_Given data_.
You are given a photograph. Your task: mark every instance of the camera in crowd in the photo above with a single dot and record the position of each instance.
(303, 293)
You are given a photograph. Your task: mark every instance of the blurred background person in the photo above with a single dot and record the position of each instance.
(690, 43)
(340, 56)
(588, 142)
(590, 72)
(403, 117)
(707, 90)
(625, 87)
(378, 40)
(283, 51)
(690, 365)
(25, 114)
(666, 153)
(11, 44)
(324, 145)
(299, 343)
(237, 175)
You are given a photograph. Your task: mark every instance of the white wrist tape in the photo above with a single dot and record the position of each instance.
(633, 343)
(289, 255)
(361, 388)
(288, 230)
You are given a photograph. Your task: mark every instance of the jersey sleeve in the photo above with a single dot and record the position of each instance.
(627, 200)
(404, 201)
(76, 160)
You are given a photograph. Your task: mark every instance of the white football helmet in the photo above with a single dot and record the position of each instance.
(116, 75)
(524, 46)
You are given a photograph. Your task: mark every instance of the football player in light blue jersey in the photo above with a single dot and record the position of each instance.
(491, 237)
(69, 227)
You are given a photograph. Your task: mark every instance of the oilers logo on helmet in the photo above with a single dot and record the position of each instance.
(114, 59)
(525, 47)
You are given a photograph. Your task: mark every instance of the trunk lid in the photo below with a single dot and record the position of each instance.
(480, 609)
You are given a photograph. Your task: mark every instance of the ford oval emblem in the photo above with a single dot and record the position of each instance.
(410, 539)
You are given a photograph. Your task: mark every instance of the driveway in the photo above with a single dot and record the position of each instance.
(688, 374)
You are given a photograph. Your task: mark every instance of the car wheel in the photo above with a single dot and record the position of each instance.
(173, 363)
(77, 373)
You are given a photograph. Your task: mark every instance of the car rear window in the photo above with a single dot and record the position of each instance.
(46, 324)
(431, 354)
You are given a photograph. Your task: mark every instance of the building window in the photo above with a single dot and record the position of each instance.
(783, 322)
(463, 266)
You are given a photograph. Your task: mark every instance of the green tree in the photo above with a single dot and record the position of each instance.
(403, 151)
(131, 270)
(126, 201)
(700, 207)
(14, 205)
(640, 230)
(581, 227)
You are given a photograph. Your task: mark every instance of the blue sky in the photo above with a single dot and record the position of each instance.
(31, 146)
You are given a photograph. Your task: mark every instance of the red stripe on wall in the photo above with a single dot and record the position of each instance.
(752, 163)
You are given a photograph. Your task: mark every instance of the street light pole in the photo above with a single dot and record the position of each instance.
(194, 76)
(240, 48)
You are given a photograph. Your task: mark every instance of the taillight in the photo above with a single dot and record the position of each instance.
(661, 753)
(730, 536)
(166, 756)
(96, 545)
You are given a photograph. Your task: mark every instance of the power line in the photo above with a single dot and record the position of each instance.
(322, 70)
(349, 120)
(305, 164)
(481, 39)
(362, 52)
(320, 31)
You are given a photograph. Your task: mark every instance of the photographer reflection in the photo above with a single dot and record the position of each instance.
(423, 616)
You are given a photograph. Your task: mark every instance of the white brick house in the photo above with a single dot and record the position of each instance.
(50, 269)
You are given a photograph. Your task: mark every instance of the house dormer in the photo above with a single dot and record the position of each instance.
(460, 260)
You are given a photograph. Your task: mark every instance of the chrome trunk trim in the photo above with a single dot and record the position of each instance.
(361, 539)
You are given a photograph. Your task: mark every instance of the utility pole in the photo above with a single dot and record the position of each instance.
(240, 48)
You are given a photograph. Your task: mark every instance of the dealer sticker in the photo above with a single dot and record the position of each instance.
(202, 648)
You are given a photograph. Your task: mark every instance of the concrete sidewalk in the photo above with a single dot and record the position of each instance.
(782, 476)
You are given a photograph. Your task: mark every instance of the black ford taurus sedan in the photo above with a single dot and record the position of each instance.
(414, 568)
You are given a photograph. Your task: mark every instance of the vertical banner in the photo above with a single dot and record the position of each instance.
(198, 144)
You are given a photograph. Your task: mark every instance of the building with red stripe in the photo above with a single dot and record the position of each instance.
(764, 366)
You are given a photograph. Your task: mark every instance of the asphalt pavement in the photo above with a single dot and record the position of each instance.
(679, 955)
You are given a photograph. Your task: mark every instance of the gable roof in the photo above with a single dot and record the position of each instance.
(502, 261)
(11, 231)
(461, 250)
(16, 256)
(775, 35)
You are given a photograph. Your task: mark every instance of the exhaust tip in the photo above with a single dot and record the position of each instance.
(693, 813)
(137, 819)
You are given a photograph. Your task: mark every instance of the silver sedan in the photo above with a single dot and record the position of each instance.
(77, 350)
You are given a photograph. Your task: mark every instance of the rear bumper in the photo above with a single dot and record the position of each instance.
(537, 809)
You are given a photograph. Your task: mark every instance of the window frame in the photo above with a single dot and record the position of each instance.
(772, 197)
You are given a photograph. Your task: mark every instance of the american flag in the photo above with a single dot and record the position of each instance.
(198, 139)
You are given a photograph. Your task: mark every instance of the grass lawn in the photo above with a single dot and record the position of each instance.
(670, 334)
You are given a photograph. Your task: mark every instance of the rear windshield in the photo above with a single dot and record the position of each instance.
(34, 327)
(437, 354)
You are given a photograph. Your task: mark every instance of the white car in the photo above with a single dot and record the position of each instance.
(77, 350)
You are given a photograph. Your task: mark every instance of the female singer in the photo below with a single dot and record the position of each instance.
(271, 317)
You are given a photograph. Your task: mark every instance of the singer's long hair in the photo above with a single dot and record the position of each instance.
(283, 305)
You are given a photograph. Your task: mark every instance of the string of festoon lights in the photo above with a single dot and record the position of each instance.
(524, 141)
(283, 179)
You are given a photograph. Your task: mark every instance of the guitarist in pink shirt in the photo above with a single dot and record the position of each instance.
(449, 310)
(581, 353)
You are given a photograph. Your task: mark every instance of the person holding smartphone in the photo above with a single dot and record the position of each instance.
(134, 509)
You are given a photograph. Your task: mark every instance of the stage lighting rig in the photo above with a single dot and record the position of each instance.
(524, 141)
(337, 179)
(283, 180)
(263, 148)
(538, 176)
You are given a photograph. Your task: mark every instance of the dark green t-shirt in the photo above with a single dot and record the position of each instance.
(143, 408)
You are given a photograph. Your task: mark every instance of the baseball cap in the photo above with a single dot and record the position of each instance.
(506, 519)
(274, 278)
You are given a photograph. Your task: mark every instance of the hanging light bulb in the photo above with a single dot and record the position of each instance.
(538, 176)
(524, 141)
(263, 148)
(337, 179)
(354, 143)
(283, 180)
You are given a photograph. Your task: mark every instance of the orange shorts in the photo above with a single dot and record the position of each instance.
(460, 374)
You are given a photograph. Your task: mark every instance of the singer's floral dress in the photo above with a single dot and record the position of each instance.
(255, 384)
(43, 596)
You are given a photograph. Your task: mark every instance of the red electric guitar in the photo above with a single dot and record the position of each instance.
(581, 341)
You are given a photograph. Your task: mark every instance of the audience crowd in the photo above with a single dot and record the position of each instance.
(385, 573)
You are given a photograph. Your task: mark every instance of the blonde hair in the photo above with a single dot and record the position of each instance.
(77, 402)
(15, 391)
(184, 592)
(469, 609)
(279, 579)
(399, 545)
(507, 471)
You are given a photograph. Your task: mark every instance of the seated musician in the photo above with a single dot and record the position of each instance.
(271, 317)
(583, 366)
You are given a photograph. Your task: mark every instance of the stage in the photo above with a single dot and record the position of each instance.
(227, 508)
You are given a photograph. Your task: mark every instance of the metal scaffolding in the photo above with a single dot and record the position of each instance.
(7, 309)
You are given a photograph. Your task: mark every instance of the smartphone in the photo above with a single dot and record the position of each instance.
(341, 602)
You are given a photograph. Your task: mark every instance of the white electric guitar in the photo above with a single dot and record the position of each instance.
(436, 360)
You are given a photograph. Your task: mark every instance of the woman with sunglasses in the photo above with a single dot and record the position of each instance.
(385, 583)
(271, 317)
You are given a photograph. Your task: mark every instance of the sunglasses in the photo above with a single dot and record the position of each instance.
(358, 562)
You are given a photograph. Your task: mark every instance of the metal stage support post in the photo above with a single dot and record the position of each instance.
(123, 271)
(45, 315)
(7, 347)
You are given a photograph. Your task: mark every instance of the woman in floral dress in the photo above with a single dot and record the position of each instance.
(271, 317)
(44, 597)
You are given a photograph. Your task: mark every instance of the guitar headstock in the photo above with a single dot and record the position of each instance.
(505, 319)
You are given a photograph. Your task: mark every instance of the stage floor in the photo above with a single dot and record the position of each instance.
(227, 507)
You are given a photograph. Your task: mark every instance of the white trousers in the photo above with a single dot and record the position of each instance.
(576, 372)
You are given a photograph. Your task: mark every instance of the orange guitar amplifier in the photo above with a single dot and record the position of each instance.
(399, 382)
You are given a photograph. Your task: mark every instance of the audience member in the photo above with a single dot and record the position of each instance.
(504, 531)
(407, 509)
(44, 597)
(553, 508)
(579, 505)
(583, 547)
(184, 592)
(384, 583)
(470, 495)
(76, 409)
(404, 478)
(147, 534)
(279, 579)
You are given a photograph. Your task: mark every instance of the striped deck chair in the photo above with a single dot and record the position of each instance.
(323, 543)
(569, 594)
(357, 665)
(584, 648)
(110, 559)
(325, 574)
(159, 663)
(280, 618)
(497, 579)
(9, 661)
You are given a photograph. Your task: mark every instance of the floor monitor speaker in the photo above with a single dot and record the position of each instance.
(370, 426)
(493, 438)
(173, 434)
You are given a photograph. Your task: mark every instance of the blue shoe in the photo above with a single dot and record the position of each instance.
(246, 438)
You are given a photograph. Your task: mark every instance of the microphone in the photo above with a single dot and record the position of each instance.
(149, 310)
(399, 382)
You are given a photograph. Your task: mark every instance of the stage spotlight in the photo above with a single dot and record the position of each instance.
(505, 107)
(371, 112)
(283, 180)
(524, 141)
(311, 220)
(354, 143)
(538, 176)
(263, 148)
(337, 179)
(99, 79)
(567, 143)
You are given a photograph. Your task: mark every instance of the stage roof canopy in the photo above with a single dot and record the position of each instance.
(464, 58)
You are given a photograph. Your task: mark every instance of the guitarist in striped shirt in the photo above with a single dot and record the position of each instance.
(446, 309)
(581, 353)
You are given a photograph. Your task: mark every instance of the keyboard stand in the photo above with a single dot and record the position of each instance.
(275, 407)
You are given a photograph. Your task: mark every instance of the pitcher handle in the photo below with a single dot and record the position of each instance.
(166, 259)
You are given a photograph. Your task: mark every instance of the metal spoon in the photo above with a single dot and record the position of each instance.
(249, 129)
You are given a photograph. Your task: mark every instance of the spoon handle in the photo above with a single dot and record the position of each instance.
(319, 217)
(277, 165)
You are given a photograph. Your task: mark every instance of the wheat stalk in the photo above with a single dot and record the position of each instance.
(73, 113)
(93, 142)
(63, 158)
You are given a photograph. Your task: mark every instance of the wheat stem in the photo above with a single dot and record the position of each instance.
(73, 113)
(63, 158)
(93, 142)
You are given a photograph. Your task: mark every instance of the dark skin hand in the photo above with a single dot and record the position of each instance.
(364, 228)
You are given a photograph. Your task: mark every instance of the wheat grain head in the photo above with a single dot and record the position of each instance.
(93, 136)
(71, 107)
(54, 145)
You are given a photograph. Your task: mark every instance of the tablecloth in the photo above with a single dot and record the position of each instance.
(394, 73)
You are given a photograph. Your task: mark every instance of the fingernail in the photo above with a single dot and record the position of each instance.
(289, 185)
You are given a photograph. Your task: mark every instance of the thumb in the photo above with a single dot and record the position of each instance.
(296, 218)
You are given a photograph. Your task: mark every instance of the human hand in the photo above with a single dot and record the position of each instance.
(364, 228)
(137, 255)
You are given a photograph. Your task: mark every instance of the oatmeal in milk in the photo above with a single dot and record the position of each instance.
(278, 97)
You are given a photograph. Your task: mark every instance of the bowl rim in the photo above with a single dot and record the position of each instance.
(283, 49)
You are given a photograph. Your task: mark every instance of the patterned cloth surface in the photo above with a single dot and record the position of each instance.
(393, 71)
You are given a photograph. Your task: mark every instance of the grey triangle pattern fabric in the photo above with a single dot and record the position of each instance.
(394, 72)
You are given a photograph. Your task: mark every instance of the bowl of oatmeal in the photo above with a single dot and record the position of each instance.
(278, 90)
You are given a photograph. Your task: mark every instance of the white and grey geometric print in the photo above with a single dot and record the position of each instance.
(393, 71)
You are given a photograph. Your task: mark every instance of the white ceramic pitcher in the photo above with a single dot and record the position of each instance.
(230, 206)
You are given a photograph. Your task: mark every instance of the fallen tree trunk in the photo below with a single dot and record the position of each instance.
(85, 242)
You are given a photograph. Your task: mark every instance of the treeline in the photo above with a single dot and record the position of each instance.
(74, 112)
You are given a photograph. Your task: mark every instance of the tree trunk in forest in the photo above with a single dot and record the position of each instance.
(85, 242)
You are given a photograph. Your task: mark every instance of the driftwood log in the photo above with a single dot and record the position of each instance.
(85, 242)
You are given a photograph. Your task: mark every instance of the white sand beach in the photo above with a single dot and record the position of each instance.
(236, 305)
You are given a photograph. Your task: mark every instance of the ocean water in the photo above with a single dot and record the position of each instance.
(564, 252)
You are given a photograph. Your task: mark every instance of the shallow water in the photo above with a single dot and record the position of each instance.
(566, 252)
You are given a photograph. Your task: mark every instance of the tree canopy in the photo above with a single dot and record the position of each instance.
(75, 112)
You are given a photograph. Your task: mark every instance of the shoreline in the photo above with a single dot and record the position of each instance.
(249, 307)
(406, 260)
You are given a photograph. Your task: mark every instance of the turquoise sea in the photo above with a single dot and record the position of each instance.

_Exercise task_.
Every line from the one holding "of the ocean" through the final line of the listing must be echoed exactly; leave out all other lines.

_Result for this exercise_.
You are given a photograph. Your task: mark every instance of the ocean water in the photo above with a single dot and record the position of each instance.
(564, 252)
You are given a photograph. Your task: mark every instance of the shallow water in the photo above with a single dot and record the position of each instance.
(566, 252)
You are given a photograph. Your task: mark every instance of the tree canopy in the photo above with a single dot and record the position of each instance.
(75, 112)
You are given a photograph. Your task: mark every instance of the shoreline in the photo above with a single dot and record the position of each instance.
(249, 307)
(406, 260)
You are given a photograph. Your task: mark every instance of the turquoise sea in the photo above with a single dot and record the position of each instance.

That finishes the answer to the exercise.